- Dataset rows on where objects appear:
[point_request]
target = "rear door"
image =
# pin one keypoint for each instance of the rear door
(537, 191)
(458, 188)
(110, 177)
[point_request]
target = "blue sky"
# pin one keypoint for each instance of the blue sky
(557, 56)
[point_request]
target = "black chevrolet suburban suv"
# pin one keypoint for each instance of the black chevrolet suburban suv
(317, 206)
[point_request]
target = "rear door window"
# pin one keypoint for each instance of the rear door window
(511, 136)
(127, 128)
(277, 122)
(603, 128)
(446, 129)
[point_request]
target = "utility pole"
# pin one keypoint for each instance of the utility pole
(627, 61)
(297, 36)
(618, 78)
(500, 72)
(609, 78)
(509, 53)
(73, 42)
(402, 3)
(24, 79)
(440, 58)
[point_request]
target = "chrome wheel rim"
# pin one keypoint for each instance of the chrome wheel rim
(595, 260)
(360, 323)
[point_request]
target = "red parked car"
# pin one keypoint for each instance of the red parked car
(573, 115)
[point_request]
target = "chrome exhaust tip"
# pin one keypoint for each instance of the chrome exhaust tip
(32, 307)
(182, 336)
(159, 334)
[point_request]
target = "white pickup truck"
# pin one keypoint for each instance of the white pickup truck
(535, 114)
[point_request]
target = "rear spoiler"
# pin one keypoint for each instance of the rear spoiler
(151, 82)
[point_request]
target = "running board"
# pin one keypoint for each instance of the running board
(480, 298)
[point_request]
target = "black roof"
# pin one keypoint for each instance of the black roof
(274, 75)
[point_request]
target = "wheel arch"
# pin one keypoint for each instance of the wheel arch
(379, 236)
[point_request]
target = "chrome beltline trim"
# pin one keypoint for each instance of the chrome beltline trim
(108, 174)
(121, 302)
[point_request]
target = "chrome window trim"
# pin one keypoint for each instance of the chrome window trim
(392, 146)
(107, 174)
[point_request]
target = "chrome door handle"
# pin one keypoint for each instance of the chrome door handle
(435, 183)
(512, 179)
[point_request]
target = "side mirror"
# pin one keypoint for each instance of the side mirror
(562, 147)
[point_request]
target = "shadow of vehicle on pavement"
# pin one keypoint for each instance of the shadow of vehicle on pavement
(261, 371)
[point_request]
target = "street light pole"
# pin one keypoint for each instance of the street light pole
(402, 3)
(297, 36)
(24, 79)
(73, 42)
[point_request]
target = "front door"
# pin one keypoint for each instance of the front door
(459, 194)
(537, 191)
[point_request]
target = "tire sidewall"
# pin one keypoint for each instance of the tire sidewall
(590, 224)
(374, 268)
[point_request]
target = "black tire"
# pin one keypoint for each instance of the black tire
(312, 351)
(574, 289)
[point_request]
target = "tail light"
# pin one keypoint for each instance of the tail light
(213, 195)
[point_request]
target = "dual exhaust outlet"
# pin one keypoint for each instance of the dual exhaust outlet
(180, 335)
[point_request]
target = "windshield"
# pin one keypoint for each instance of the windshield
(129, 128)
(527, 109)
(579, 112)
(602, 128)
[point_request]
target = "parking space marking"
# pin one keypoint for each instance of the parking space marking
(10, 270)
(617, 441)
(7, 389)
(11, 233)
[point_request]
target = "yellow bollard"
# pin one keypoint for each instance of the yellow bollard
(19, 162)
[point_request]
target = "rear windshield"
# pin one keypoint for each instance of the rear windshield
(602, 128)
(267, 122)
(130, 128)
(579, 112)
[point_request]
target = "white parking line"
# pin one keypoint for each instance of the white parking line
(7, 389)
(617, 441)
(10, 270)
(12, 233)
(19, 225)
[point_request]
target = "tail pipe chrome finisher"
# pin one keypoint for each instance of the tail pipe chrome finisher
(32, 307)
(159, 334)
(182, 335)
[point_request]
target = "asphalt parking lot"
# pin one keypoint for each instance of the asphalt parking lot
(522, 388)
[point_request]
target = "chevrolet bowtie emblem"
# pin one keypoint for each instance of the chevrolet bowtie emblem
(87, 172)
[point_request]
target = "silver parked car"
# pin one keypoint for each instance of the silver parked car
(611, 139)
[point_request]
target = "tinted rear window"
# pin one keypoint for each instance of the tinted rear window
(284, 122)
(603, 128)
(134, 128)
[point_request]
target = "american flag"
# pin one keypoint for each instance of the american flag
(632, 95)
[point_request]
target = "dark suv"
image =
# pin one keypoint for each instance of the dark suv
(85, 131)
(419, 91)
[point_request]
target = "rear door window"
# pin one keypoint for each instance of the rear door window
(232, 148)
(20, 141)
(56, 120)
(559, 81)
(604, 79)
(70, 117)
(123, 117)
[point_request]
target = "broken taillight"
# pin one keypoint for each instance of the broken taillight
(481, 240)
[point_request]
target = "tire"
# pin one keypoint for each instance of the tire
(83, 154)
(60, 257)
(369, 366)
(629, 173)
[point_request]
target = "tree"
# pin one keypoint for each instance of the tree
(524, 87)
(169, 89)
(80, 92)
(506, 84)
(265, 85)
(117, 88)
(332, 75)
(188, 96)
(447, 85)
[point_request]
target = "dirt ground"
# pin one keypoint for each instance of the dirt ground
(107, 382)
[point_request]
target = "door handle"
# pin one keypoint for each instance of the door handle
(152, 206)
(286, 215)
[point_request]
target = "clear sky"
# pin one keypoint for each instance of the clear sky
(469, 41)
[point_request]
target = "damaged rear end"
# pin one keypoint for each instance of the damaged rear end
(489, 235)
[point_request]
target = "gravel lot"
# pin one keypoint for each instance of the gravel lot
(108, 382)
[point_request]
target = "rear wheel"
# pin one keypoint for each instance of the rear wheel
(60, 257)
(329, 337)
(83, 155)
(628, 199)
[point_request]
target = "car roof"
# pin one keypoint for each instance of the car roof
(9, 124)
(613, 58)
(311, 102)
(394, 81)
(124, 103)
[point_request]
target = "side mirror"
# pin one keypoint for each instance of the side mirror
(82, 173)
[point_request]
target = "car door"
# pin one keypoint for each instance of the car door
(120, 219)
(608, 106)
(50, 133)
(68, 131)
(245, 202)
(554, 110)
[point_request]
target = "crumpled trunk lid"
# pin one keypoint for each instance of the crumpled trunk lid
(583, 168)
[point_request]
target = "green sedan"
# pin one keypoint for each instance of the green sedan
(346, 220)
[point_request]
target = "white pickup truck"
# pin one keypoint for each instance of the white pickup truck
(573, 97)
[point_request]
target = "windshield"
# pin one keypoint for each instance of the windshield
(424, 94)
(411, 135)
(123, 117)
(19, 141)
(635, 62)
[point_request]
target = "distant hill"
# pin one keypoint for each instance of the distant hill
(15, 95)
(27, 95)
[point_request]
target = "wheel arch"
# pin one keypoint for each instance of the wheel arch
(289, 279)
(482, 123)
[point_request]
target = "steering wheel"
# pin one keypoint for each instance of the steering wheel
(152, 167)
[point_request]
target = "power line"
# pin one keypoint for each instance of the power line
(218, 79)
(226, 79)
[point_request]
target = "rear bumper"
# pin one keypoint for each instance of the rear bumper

- What this task involves:
Repeat the records above exactly, leaving none out.

- Complete answer:
[point_request]
target = "rear door"
image =
# pin one keypoint for each instance of the rear door
(537, 191)
(458, 188)
(110, 177)
[point_request]
target = "blue sky"
# pin one keypoint for each instance of the blue sky
(557, 56)
[point_request]
target = "black chevrolet suburban suv"
# pin one keypoint for each instance of the black chevrolet suburban suv
(317, 206)
[point_request]
target = "rear door window"
# pin one keypoint for each instance of the rear door window
(511, 136)
(127, 128)
(277, 122)
(603, 128)
(446, 129)
[point_request]
target = "utility pole"
# pin one keypoint for each instance of the utility pole
(627, 61)
(297, 36)
(618, 78)
(500, 72)
(609, 78)
(509, 53)
(73, 42)
(402, 3)
(24, 79)
(440, 58)
[point_request]
target = "chrome wheel rim"
# pin one keypoint for each instance of the chrome wheel rim
(595, 260)
(360, 323)
[point_request]
target = "red parked car"
# pin one keypoint for each instance of the red parked car
(573, 115)
[point_request]
target = "chrome exhaust tip"
# pin one keypoint for each instance of the chrome exhaust tip
(32, 307)
(182, 336)
(159, 334)
[point_request]
target = "white pickup truck"
# pin one keypoint for each instance of the white pickup truck
(535, 114)
[point_request]
target = "rear spoiler"
# pin one keypoint for each instance of the rear spoiler
(151, 82)
[point_request]
target = "running board"
# pin one keypoint for each instance of the running board
(480, 298)
[point_request]
target = "black roof"
# pin one keypoint for each instance of the black roof
(274, 75)
[point_request]
target = "wheel arch"
# pin one keypoint for each instance of the wheel arch
(379, 236)
[point_request]
target = "chrome beltline trim"
# pin one keypoint for each instance of the chrome beltline trim
(108, 174)
(121, 302)
[point_request]
target = "chrome window trim"
# pin one keypoint for each instance of the chrome window trim
(392, 146)
(107, 174)
[point_request]
target = "chrome door handle"
# pin one keypoint for each instance of the chrome door handle
(435, 183)
(512, 179)
[point_request]
target = "side mirror"
# pin one keypoint for each instance of the side mirror
(562, 147)
[point_request]
target = "shadow of vehicle on pavement"
# pin one keypoint for each instance of the shadow of vehicle on pavement
(261, 371)
[point_request]
target = "street light pole"
# pin one keypoint for each instance of the street light pole
(402, 3)
(297, 36)
(24, 79)
(73, 42)
[point_request]
target = "front door"
# pin one keypoint for each instance of the front door
(459, 194)
(537, 191)
[point_request]
target = "tire sidewall"
# pin one keypoint for each instance of the tire sidewall
(590, 224)
(374, 268)
[point_request]
target = "black tire"
# pin one keypoint for each instance of the black tire
(312, 351)
(574, 289)
[point_request]
target = "tail light"
# pin one keypoint for each instance of the tail light
(213, 195)
[point_request]
target = "dual exhaust outlet"
# pin one keypoint for each instance of the dual exhaust outlet
(180, 335)
[point_request]
target = "windshield"
# pin one keypoint for each instance of the windshield
(129, 128)
(527, 109)
(579, 112)
(602, 128)
[point_request]
target = "parking space marking"
# pin one keypoint for each instance of the parking space marking
(10, 270)
(617, 441)
(7, 389)
(11, 233)
[point_request]
target = "yellow bollard"
# pin one keypoint for each instance of the yellow bollard
(19, 162)
[point_request]
target = "rear windshield"
# pin one keypoint for each instance of the rear windshield
(602, 128)
(267, 122)
(130, 128)
(579, 112)
[point_request]
target = "white parking line"
# pin one keypoint for each instance of the white parking line
(7, 389)
(617, 441)
(10, 270)
(12, 233)
(19, 225)
[point_request]
target = "tail pipe chrome finisher"
# pin one keypoint for each instance of the tail pipe chrome finisher
(32, 307)
(159, 334)
(182, 335)
[point_request]
target = "asphalt parking lot"
# pin one keypoint for each instance of the asphalt parking lot
(522, 388)
[point_request]
target = "chevrolet bowtie emblem"
# pin one keypoint for each instance of the chevrolet bowtie emblem
(87, 172)
[point_request]
target = "silver parked car"
# pin one keypoint for each instance of the silver parked car
(611, 139)
[point_request]
target = "tinted rear window"
# pin one keypoint for each instance of the tinted rear window
(284, 122)
(603, 128)
(134, 128)
[point_request]
target = "american flag"
# pin one keypoint for each instance of the american flag
(632, 95)
[point_request]
target = "dark suv"
image =
# pin one keypoint for each instance of the dark suv
(85, 131)
(419, 91)
[point_request]
target = "rear door window"
# pin one keypoint for each instance of the rear door window
(232, 148)
(20, 141)
(56, 120)
(559, 81)
(604, 79)
(70, 117)
(123, 117)
[point_request]
target = "broken taillight"
# pin one keypoint for each instance of the broken taillight
(481, 240)
[point_request]
target = "tire"
# pin one keypoint for each instance of the tire
(83, 154)
(60, 257)
(369, 366)
(629, 173)
[point_request]
target = "tree"
# pin one keypoint for each instance of the tree
(524, 87)
(169, 89)
(80, 92)
(506, 84)
(265, 85)
(117, 88)
(332, 75)
(188, 96)
(447, 85)
[point_request]
target = "dirt ground"
# pin one keypoint for each instance of the dirt ground
(107, 382)
[point_request]
target = "door handle"
# pin one keypoint for each instance of the door handle
(152, 206)
(286, 215)
[point_request]
target = "clear sky"
# pin one keypoint for each instance of the clear sky
(469, 41)
[point_request]
target = "damaged rear end"
# pin one keypoint for each instance of the damaged rear end
(489, 235)
[point_request]
target = "gravel lot"
# pin one keypoint for each instance of the gravel lot
(108, 382)
[point_request]
target = "rear wheel"
# pin one keypoint for each instance of the rear wheel
(60, 257)
(329, 337)
(83, 155)
(628, 199)
[point_request]
target = "car roof"
# pin one keypoint for each instance of the car roof
(9, 124)
(613, 58)
(311, 102)
(394, 81)
(124, 103)
[point_request]
target = "side mirror"
# pin one keypoint for each instance of the side mirror
(82, 173)
[point_request]
target = "car door"
# pin one keypoint for each instance of the car door
(120, 219)
(608, 106)
(50, 133)
(68, 131)
(245, 202)
(554, 110)
[point_request]
target = "crumpled trunk lid"
# pin one keypoint for each instance of the crumpled trunk lid
(583, 168)
[point_request]
target = "green sedan"
# pin one keypoint for each instance of the green sedan
(346, 220)
[point_request]
target = "white pickup truck"
# pin one keypoint for each instance of the white pickup truck
(573, 97)
[point_request]
target = "windshield"
# pin one keypoint for each instance of the windshield
(424, 94)
(411, 135)
(123, 117)
(19, 141)
(635, 62)
[point_request]
target = "distant hill"
# pin one keypoint for each instance of the distant hill
(15, 95)
(27, 95)
[point_request]
target = "wheel arch"
# pin one keypoint for each instance of the wheel arch
(289, 279)
(482, 123)
[point_request]
target = "steering wheel"
# pin one keypoint for each instance of the steering wheel
(152, 167)
[point_request]
target = "power line"
# pin one keypoint for each instance of the power line
(218, 79)
(226, 79)
[point_request]
target = "rear bumper"
# pin one keypoint for each instance of the rear bumper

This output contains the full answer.